DATASET Block Start

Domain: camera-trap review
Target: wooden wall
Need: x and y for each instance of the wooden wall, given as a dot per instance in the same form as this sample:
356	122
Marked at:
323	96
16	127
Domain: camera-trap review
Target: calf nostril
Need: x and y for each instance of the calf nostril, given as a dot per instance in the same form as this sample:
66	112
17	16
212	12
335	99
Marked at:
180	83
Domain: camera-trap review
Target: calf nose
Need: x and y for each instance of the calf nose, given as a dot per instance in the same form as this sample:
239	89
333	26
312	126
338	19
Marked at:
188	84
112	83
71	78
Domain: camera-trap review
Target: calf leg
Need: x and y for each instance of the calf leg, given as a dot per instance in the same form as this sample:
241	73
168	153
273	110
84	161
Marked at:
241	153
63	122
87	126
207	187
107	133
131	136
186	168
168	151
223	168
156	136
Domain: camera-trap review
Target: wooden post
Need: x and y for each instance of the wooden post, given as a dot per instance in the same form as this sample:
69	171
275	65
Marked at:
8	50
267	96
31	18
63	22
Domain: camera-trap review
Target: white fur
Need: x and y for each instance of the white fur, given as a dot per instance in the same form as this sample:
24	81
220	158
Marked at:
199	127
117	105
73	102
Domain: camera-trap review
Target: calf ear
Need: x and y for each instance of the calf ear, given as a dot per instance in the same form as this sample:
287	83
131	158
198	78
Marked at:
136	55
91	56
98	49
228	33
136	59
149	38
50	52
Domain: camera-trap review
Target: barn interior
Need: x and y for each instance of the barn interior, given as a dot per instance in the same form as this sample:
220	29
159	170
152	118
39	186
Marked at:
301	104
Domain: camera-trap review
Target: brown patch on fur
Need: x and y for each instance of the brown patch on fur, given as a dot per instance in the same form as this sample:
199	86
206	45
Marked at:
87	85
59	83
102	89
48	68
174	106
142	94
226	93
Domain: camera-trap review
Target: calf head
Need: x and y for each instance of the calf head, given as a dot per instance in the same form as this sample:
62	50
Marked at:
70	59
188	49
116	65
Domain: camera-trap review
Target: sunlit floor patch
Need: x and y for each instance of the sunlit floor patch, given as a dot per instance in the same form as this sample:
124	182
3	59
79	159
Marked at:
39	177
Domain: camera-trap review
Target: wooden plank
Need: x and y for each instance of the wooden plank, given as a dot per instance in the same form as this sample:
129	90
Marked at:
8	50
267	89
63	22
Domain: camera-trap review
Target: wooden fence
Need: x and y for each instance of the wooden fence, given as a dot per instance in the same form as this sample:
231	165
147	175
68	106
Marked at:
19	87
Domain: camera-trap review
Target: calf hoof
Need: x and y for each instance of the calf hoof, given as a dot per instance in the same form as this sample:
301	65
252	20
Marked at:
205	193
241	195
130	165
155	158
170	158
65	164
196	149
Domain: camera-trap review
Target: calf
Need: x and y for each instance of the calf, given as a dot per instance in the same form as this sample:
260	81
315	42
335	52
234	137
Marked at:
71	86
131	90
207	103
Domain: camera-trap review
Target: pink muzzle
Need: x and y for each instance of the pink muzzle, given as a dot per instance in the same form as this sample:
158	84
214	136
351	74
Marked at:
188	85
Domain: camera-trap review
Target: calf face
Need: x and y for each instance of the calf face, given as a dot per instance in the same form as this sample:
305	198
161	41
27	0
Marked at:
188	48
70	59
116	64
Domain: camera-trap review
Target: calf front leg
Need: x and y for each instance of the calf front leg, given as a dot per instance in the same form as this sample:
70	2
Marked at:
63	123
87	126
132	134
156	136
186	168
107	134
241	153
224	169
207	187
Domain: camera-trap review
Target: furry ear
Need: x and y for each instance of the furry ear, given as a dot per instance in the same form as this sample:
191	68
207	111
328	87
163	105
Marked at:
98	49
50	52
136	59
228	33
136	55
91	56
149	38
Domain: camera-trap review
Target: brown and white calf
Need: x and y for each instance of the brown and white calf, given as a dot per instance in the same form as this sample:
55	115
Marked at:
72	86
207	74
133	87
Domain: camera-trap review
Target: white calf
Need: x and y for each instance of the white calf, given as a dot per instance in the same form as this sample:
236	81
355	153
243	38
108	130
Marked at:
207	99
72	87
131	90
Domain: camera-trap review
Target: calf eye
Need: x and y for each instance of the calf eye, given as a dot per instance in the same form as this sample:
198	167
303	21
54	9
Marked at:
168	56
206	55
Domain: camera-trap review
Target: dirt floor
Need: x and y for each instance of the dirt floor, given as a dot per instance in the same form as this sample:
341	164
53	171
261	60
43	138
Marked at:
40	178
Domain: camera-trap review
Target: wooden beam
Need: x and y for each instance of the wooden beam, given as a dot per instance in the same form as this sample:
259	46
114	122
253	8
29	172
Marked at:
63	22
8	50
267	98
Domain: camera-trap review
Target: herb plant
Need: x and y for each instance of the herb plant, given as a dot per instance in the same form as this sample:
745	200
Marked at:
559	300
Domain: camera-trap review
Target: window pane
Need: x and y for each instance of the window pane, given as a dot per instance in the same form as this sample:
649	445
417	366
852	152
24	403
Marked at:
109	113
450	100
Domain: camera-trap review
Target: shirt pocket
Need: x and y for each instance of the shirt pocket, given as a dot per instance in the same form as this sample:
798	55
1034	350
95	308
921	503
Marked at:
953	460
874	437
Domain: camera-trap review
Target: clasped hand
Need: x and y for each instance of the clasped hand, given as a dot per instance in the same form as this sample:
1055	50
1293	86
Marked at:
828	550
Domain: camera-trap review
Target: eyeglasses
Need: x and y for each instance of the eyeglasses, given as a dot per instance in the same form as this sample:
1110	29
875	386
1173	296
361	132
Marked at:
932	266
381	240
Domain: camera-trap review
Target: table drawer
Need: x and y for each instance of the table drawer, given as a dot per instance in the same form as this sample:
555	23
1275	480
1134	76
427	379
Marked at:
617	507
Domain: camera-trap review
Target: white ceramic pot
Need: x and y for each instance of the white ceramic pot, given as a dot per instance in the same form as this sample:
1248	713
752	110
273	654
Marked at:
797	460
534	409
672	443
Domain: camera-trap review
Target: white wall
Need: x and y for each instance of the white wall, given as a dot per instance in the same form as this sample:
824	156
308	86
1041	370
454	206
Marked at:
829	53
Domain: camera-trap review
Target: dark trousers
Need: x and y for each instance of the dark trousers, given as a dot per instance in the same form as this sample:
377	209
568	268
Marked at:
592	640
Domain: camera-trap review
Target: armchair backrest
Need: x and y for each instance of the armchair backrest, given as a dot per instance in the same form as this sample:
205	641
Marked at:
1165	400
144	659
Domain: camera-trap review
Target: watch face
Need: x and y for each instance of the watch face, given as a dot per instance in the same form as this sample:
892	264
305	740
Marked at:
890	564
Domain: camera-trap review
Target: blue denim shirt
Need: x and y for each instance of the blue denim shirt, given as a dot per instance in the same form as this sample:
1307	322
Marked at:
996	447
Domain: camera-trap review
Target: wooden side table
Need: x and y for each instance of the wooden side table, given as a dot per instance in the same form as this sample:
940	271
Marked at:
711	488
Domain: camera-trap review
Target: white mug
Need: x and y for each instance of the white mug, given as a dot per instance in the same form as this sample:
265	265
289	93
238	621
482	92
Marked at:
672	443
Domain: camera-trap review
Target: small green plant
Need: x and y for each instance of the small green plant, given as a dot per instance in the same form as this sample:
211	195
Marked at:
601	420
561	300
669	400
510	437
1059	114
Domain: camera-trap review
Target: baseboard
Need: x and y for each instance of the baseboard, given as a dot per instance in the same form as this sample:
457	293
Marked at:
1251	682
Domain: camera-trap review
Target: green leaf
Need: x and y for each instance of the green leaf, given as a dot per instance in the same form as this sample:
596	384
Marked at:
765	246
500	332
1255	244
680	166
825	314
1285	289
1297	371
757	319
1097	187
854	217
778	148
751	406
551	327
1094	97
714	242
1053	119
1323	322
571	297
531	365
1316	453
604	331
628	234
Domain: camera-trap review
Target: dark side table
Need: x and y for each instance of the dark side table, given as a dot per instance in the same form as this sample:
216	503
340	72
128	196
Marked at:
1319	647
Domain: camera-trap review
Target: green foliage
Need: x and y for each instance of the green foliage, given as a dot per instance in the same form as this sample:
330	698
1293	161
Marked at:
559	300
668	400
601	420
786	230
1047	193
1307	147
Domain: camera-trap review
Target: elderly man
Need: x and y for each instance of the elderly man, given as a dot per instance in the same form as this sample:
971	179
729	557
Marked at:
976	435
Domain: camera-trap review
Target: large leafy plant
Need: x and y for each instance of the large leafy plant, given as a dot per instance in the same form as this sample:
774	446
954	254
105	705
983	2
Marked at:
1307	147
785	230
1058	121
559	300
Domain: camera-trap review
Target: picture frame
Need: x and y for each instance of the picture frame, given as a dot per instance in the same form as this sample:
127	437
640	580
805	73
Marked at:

DATASET Block End
DATASET Block Start

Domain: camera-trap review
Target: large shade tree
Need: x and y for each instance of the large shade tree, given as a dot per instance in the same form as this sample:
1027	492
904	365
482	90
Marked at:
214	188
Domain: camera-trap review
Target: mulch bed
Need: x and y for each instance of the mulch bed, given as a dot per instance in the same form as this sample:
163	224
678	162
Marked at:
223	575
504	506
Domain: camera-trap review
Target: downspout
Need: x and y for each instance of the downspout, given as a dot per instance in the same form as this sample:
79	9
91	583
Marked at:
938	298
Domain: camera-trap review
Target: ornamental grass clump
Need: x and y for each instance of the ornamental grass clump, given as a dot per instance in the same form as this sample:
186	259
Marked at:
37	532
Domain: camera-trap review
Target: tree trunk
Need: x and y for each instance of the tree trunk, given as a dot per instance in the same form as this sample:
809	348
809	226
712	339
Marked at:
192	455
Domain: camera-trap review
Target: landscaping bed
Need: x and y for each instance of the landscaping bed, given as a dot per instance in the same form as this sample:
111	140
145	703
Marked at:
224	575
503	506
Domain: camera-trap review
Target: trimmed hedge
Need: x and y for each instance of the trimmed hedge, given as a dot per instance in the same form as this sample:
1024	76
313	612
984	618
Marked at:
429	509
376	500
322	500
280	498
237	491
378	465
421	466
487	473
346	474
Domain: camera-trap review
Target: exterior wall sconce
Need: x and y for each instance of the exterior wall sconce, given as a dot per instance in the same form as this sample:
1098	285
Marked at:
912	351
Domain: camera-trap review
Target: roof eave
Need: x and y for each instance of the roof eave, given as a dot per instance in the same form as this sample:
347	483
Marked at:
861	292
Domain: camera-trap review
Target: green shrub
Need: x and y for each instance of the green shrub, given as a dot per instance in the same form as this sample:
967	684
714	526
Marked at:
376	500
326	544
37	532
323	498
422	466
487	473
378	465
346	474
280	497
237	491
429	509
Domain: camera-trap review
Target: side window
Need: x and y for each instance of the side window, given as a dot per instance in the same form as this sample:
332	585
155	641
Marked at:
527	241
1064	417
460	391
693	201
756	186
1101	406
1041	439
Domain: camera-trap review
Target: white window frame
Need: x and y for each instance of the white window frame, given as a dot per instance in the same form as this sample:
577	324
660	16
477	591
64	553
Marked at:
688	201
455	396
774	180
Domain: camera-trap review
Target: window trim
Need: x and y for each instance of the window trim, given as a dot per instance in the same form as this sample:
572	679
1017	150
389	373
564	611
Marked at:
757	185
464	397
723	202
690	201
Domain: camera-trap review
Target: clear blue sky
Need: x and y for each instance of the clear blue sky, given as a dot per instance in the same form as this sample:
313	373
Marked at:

DATASET Block End

> **TASK OBJECTIVE**:
Where the line holding "Target: sunlit floor patch" appears in the listing above, start reproducing exactly, and end with the line holding "Target: brown and white calf".

> **SOLUTION**:
Target: sunlit floor patch
Need: x and y for each instance of the sunlit floor patch, given as a dot per instance in the same form as this sample:
124	182
3	59
79	159
Marked at:
39	177
Domain: camera-trap review
Target: wooden plank
Need: x and y for each instance of the wooden plank, given as a dot per instance in the same form as this sample:
129	90
Marked at:
8	50
267	89
63	22
Domain: camera-trap review
Target: wooden fence
Need: x and y for each instance of the wooden fence, given as a dot per instance in the same form as this sample:
231	165
147	175
68	106
Marked at:
19	87
Domain: camera-trap review
Target: calf hoof
Need: x and y for each instance of the calf hoof, given as a dot per instance in the same form as this sample:
301	65
252	20
Marked at:
205	193
241	195
130	165
155	158
170	158
65	164
196	149
Domain: camera-trap review
Target: calf
Need: x and y for each instance of the calf, given as a dot per instance in the same form as this sample:
260	81
315	42
335	52
234	137
Marked at:
71	86
131	90
207	103
Domain: camera-trap review
Target: pink muzzle
Need: x and y for each instance of the pink muzzle, given as a dot per instance in the same form as this sample:
158	84
214	136
351	74
Marked at:
188	85
Domain: camera-trap review
Target: calf face
Need: x and y for each instance of the calf face, given as a dot per instance in the same form as this sample:
305	198
161	41
27	0
Marked at:
188	48
70	59
116	64
Domain: camera-trap review
Target: calf front leg
Need: x and y for each instance of the calf front leg, given as a dot per instance in the same form as this sample:
70	2
Marked at:
63	123
87	126
132	134
156	136
186	168
107	134
241	153
224	169
207	187
Domain: camera-trap review
Target: furry ear
Need: x and y for each instance of the furry ear, given as a dot per instance in the same form as this sample:
191	68
207	111
328	87
163	105
Marked at:
98	49
50	52
136	59
228	33
136	55
91	56
149	38
Domain: camera-trap review
Target: brown and white calf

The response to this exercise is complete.